◆ 課題の内容 ◆
- 1) 障害者野球の田中さんについての文章を読み、次の問いに答えてください。
(a) 田中さんがバイク事故で左足を切断したのは何年か。
(b) 名古屋ビクトリーから日本代表入りした選手は何人か。
(c) 田中さんが野球と出会ったのはいつか。
- 2) 障害者野球の田中さんについての文章を、最後の文の後から続けて書いてください。

◆ 本文 ◆
######

障害者野球の世界大会「ワールドドリームベースボール」。田中さんは2006年に始まり、2023年の9月に5回目の開催を控えるこの大会の日本代表だ。

しかも、戦いの舞台は地元・バンテリンドーム ナゴヤだ。田中さんの所属する『名古屋ビクトリー』から5人もの選手が日本代表入りし、より一層、練習に身が入る週末を過ごしている。

ユニフォームの裾を捲り上げると、そこには義足。12年前の2011年、バイク事故で左足のひざから下を切断した。

田中清成さん:
「障害者になったから、野球できんくなったかなって思ったけど、こういうチームがあったから野球を続けることができたし。チーム入ったことによって、自分と同じ義足の人がいて『こういう風にしたらいいよ』とかアドバイスもらえますし。そういう環境があるかないかでモチベーションがだいぶ違うかなって」

40年以上の歴史を持つ名古屋ビクトリー。手や足に障害を持つ人でも、野球ができる喜びがこのチームにはある。

年齢は10代~80代までの約30人で、最近は若い選手層が厚くなり、春の全国大会を2連覇中と強豪に成長し、健常者のチームとも互角に渡りあう。

田中さんは中心打者として活躍している。上半身主導で、ライナー性の鋭い打球を放つ。

前回の世界大会ではバッティングで世界一に貢献し、優秀選手賞に輝いた。

健常者だった頃と同じようにプレーしたい。だから、生活用の義足でも全力疾走ができるまで己を磨くほど、田中さんにとって野球は特別な競技だ。

田中さん:
「将来プロ野球選手になりたいって、小さいころ思ってましたけど、野球しかやってこなかったんで、ほんと生きがいかな」

■12年前交通事故で左足を切断…今なら事故の相手に「楽しい人生を生きている」

 野球との出会いは小学4年の時。その後も中学、高校、大学と野球にのめり込んだ。

悲劇が襲ったのは2011年、22歳の時。脇道から出てきた乗用車のバンパーと自身の乗るバイクに左足が挟まれ、その場でひざから下を失った。

田中さん:
「皮で繋がっている状態でもなく、本当に自分の横に足が転がったんですよ。きれいにスパッと切れたっていう感じですかね」

事故の相手とは、今まで一度も会っていないという。

######

◆ データ部分 ◆
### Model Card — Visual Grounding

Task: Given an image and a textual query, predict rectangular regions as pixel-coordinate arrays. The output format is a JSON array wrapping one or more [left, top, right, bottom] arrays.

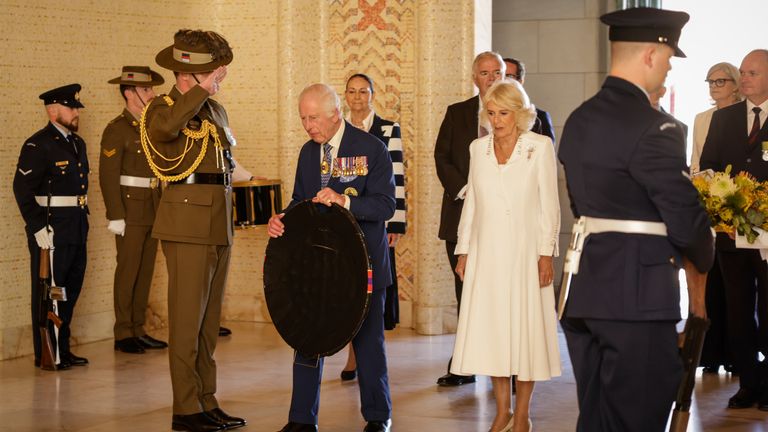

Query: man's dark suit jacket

######

◆ 各課題の解答 ◆
- 1)
(a) 2011年
(b) 5人
(c) 小学4年の時

- 2)
田中さん:
「お会いしてお話ししたいですって言われましたけど、話すことないですっていって、それっきりないですね。もうそれどころじゃなかったと思います。本当、精神的におかしいっていうか。ずっと恨んでいましたね。ずっと気にされるようでしたら、気にしないでくださいって。楽しい人生を今生きているんでって。野球ができて、家族ができて、楽しい人生送らせてもらってるんで」

■結婚し3人の子供も…いつか子供たちに「おやじ頑張ってるなって」

 事故から7年後の2018年、妻の愛里加さん(25)と結婚。今では、3人の子宝にも恵まれた。小学校で事務職として働き、愛する家族を支えている。

田中さん:
「想像してなかったんで、事故したときは。結婚できて嬉しかったし、子供ができてめっちゃうれしかったし。おやじ頑張ってるなって思われるような、のちのち分かってもらえると嬉しいかな」

Q.どんな夫ですか
妻の愛里加さん:
「腹立つよな、いつも言うけど(笑)」

田中さん:
「どんな旦那さんって、腹立つよなって…」

Q.野球をやっている姿については
愛里加さん:
「けっこうエラーするよな。エラーするとこっちとしては恥ずかしいからね、マジで」

田中さん:
「適当に『カッコいいです』とか、言えばいいのに…」

愛里加さん:
「前から言ってんじゃん…」

田中さん:
「妻のインタビューカットで…」

少し厳しめの奥さんに押され気味の田中さん。子供たちにも…。

娘:
「シュッシュッポッポ」

田中さん:
「シュッシュッポッポがいい?」

田中さん:
「家の壁に(シールを)貼られるくらいなら、ここに貼ってもらった方がいいんで」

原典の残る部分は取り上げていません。